Instructions to follow → Are you able to retype all the records below exactly?

Source data →
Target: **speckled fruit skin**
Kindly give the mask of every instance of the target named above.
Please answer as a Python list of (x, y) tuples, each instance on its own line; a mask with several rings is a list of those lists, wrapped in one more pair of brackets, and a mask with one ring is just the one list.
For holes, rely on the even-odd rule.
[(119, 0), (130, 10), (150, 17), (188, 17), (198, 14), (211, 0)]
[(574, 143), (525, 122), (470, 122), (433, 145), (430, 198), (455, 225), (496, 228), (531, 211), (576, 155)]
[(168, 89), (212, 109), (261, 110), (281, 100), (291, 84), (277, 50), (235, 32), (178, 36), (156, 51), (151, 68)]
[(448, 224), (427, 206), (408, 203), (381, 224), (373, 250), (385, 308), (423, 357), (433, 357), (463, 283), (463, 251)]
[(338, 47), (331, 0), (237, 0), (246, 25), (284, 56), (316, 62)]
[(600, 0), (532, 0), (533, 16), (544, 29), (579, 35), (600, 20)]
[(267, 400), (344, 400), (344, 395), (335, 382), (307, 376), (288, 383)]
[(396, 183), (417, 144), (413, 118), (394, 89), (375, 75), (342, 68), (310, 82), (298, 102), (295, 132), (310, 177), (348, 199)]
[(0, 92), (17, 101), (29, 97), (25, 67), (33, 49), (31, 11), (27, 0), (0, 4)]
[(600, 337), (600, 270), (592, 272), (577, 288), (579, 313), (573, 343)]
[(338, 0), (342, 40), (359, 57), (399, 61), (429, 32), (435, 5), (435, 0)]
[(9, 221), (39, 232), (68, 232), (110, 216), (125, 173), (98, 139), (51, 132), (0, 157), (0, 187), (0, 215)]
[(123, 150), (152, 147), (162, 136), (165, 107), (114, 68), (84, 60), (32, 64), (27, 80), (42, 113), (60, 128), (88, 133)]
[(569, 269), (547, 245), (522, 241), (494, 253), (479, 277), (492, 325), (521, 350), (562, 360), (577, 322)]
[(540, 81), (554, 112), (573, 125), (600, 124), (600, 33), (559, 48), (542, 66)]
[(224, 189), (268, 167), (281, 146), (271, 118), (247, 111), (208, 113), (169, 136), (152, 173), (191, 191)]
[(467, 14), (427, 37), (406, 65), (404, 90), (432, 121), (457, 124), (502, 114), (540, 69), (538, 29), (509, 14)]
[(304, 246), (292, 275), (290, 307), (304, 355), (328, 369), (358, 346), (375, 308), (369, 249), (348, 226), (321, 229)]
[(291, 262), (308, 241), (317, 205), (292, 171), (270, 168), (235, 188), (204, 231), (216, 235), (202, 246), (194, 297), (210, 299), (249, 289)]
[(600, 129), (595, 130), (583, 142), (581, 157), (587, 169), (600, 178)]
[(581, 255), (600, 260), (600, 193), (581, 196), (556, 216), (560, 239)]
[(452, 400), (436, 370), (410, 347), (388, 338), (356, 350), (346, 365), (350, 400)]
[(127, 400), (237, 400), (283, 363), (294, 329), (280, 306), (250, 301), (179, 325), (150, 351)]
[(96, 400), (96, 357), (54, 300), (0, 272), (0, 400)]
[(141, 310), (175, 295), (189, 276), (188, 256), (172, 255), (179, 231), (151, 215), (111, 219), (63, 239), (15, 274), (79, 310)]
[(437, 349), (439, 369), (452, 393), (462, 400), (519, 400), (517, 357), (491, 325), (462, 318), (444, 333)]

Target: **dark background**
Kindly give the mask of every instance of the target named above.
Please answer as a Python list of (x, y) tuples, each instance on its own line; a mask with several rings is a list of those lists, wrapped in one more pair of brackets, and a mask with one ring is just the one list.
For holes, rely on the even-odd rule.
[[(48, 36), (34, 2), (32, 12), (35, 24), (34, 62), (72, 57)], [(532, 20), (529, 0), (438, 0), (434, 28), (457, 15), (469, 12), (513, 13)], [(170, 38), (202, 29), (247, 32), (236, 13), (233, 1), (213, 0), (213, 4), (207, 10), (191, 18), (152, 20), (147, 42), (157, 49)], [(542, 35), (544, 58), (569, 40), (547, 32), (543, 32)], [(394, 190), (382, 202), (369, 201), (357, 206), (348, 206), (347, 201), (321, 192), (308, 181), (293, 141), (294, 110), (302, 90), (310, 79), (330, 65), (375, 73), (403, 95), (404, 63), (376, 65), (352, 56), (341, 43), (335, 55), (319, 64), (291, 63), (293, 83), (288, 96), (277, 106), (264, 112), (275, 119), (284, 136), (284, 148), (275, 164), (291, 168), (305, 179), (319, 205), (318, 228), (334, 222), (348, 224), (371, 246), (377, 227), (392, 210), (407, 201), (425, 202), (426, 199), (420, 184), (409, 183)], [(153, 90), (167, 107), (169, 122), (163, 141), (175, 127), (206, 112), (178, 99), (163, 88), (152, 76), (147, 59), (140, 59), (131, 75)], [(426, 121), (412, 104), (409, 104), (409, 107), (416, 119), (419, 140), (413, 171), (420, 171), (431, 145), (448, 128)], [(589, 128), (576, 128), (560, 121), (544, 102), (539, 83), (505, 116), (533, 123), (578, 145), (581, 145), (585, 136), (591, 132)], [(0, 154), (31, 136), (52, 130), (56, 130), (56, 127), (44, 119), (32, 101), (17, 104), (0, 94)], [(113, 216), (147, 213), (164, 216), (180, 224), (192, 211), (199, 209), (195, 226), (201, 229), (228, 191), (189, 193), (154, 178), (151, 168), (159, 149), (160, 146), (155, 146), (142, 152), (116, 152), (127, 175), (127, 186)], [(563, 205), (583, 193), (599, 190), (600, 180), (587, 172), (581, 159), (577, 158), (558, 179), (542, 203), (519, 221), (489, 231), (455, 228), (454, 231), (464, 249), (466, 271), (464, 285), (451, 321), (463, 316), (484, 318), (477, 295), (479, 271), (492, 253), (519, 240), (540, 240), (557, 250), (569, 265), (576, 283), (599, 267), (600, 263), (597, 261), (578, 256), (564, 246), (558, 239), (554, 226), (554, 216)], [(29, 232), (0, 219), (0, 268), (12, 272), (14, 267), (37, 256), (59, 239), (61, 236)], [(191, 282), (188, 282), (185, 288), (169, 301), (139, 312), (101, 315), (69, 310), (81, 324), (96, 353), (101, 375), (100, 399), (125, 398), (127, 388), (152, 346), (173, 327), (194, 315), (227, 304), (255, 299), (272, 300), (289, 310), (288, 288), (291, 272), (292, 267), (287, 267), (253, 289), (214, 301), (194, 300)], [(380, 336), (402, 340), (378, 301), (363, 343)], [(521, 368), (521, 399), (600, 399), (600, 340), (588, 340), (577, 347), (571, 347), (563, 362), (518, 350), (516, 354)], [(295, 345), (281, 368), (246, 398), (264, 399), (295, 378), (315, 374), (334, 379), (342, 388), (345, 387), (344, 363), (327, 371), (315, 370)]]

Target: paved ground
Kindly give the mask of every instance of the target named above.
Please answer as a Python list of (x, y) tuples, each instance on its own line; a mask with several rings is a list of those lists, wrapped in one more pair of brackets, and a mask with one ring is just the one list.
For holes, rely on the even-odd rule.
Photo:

Finished exercise →
Target: **speckled fruit skin**
Kindly give the mask of every instance of the target named above.
Please answer as a Python list of (x, y) tuples, each instance on its own line; a mask with several rings is a list of those lists, wrapped in one more pair of brackets, and a mask with one ring is just the one list.
For holes, rely on the even-odd rule.
[(119, 0), (130, 10), (150, 17), (188, 17), (198, 14), (211, 0)]
[(574, 143), (525, 122), (470, 122), (433, 145), (430, 198), (455, 225), (496, 228), (531, 211), (576, 155)]
[(168, 89), (212, 109), (261, 110), (281, 100), (291, 84), (277, 50), (235, 32), (178, 36), (156, 51), (151, 68)]
[(448, 224), (427, 206), (408, 203), (381, 224), (373, 250), (385, 308), (423, 357), (433, 357), (463, 283), (463, 251)]
[(338, 47), (331, 0), (237, 0), (246, 25), (284, 56), (316, 62)]
[(600, 0), (532, 0), (533, 16), (544, 29), (579, 35), (600, 20)]
[(267, 400), (344, 400), (344, 395), (335, 382), (307, 376), (288, 383)]
[(396, 183), (417, 144), (413, 118), (394, 89), (375, 75), (342, 68), (310, 82), (298, 102), (295, 132), (310, 177), (348, 199)]
[(0, 92), (17, 101), (29, 97), (25, 67), (33, 49), (31, 11), (27, 0), (0, 4)]
[(600, 337), (600, 270), (592, 272), (577, 288), (579, 313), (573, 343)]
[(338, 0), (342, 40), (359, 57), (399, 61), (429, 32), (435, 5), (435, 0)]
[(9, 221), (39, 232), (68, 232), (110, 216), (125, 173), (98, 139), (51, 132), (0, 157), (0, 187), (0, 215)]
[(123, 150), (152, 147), (162, 136), (165, 107), (114, 68), (84, 60), (32, 64), (27, 80), (42, 113), (60, 128), (88, 133)]
[(569, 269), (547, 245), (522, 241), (494, 253), (479, 277), (492, 325), (521, 350), (562, 360), (577, 322)]
[(540, 81), (554, 112), (573, 125), (600, 124), (600, 33), (559, 48), (542, 66)]
[(224, 189), (268, 167), (281, 146), (271, 118), (247, 111), (208, 113), (169, 136), (152, 173), (191, 191)]
[(467, 14), (427, 37), (406, 65), (404, 90), (432, 121), (457, 124), (502, 114), (540, 69), (538, 29), (509, 14)]
[(304, 246), (292, 275), (290, 307), (304, 355), (328, 369), (358, 346), (375, 308), (369, 249), (348, 226), (321, 229)]
[(291, 262), (308, 241), (317, 205), (292, 171), (270, 168), (235, 188), (204, 231), (216, 235), (202, 246), (194, 297), (210, 299), (249, 289)]
[(600, 129), (595, 130), (583, 142), (581, 157), (587, 169), (600, 178)]
[(581, 255), (600, 260), (600, 193), (581, 196), (556, 216), (560, 239)]
[(452, 400), (436, 370), (410, 347), (388, 338), (356, 350), (346, 365), (350, 400)]
[(127, 400), (237, 400), (283, 363), (294, 329), (280, 306), (250, 301), (179, 325), (150, 351)]
[(96, 400), (96, 357), (54, 300), (0, 272), (0, 400)]
[(141, 310), (175, 295), (189, 276), (188, 256), (172, 255), (179, 231), (151, 215), (111, 219), (63, 239), (15, 274), (79, 310)]
[(437, 349), (439, 369), (452, 393), (462, 400), (519, 400), (517, 357), (491, 325), (462, 318), (444, 333)]

Target: **dark background**
Kindly give the mask of every instance of the target named above.
Please answer as a Python list of (x, y) tuples, each instance on its own line; a mask with several rings is a list of those lists, wrapped in one more pair of brackets, and a mask with one ring is just the one list.
For holes, rely on the even-odd rule.
[[(48, 36), (34, 2), (32, 12), (35, 24), (34, 62), (72, 57)], [(532, 20), (529, 0), (438, 0), (434, 28), (457, 15), (469, 12), (513, 13)], [(170, 38), (202, 29), (247, 32), (236, 13), (233, 1), (213, 0), (213, 4), (207, 10), (191, 18), (152, 20), (147, 42), (157, 49)], [(542, 35), (544, 58), (569, 40), (547, 32), (543, 32)], [(394, 190), (382, 202), (369, 201), (357, 206), (348, 206), (347, 201), (321, 192), (308, 181), (293, 141), (294, 110), (302, 90), (310, 79), (330, 65), (375, 73), (403, 95), (404, 63), (376, 65), (352, 56), (341, 43), (335, 55), (319, 64), (291, 63), (293, 83), (288, 96), (277, 106), (264, 112), (275, 119), (284, 136), (284, 148), (275, 164), (291, 168), (305, 179), (319, 205), (318, 228), (334, 222), (348, 224), (371, 246), (377, 227), (392, 210), (407, 201), (425, 202), (426, 199), (420, 184), (409, 183)], [(153, 90), (167, 107), (169, 122), (163, 141), (175, 127), (206, 112), (178, 99), (163, 88), (152, 76), (147, 59), (140, 59), (131, 75)], [(426, 121), (412, 104), (409, 104), (409, 107), (416, 119), (419, 140), (413, 171), (420, 171), (431, 145), (448, 128)], [(589, 128), (576, 128), (560, 121), (544, 102), (539, 83), (505, 116), (533, 123), (578, 145), (581, 145), (585, 136), (591, 132)], [(0, 154), (31, 136), (52, 130), (56, 130), (56, 127), (44, 119), (32, 101), (17, 104), (0, 94)], [(113, 216), (147, 213), (164, 216), (180, 224), (192, 211), (199, 209), (195, 226), (201, 229), (228, 191), (189, 193), (154, 178), (151, 168), (159, 149), (160, 146), (155, 146), (142, 152), (116, 152), (127, 175), (127, 186)], [(563, 205), (583, 193), (599, 190), (600, 180), (587, 172), (581, 159), (577, 158), (558, 179), (542, 203), (519, 221), (489, 231), (455, 228), (454, 231), (464, 249), (466, 271), (464, 285), (451, 321), (463, 316), (484, 318), (477, 295), (479, 271), (492, 253), (519, 240), (540, 240), (557, 250), (569, 265), (576, 283), (599, 267), (600, 263), (597, 261), (578, 256), (564, 246), (558, 239), (554, 226), (554, 216)], [(29, 232), (0, 219), (0, 268), (12, 272), (14, 267), (37, 256), (59, 239), (61, 236)], [(191, 282), (188, 282), (185, 288), (169, 301), (139, 312), (101, 315), (69, 310), (81, 324), (96, 353), (101, 375), (100, 399), (125, 398), (127, 388), (152, 346), (173, 327), (194, 315), (227, 304), (255, 299), (272, 300), (289, 310), (288, 288), (291, 272), (292, 267), (287, 267), (253, 289), (214, 301), (194, 300)], [(380, 336), (402, 340), (378, 301), (363, 343)], [(521, 368), (521, 399), (600, 399), (600, 340), (588, 340), (577, 347), (571, 347), (563, 362), (518, 350), (516, 354)], [(295, 345), (281, 368), (246, 398), (264, 399), (295, 378), (315, 374), (334, 379), (342, 388), (345, 387), (344, 363), (327, 371), (315, 370)]]

Target: paved ground
Kindly give the mask of every instance of the target named above.
Please answer as a Python list of (x, y) tuples, each instance on its own line; a mask with several rings is a list of those lists, wrapped in one more pair of brackets, and a mask with one ring is just the one list.
For holes, rely on the even-odd rule.
Photo:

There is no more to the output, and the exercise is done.